[Items from a data source]
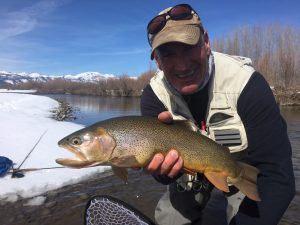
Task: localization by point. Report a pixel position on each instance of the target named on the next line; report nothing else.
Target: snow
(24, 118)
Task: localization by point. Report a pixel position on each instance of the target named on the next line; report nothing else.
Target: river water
--
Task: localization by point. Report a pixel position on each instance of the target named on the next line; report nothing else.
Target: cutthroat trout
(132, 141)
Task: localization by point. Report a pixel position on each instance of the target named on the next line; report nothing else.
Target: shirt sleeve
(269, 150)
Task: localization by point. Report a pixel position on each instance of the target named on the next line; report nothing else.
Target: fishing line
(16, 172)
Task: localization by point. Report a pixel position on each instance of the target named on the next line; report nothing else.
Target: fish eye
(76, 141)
==
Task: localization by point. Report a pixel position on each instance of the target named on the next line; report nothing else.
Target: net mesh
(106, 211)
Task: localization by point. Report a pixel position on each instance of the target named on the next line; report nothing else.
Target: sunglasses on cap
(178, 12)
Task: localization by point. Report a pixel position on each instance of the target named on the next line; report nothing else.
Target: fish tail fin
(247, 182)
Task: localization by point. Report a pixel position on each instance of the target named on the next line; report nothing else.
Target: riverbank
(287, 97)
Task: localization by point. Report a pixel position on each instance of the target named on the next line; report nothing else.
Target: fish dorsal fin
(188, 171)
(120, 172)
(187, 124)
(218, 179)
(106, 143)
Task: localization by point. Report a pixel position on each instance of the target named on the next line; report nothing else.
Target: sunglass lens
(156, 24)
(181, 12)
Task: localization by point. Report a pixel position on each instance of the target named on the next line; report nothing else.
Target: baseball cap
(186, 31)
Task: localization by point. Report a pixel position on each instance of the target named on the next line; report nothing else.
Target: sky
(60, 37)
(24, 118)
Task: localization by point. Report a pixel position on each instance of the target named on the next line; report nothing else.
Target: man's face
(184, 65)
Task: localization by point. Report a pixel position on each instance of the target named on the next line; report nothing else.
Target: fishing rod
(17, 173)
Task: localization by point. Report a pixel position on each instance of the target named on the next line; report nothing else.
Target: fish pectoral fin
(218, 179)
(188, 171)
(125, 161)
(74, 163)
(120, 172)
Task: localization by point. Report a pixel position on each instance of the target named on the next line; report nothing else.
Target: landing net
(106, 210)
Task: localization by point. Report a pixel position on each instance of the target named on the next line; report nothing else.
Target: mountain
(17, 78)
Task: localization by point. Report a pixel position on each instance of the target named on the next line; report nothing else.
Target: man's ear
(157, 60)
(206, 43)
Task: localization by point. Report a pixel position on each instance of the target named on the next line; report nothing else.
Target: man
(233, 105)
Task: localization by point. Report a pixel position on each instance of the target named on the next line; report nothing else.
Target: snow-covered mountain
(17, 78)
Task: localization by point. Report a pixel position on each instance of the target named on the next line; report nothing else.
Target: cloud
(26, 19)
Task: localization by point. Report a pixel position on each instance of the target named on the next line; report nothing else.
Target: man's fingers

# Work instruction
Write out exactly the lines above from the line with "Target: mountain" through the line with "Target: man's fingers", both of them included, and leave out all other lines.

# Task output
Target: mountain
(17, 78)
Task: localization by point. Report a pixel position on each instance of the target named on the next line; report nothing else.
Target: man's ear
(157, 60)
(206, 43)
Task: localization by point. Report a pixel position on each instance of the target named on the next line; report nothing else.
Target: man
(233, 105)
Task: localization by point. Report a pixel position on each instance of the target named on the next line; report nothing else.
Target: snow-covered mountain
(17, 78)
Task: localization by point. Report a pixel position on each instance of the target named on the next line; report nothing else.
Target: cloud
(26, 19)
Task: localization by point. Report a pixel position on each instance of the target named on the next line; report nothing else.
Target: man's fingers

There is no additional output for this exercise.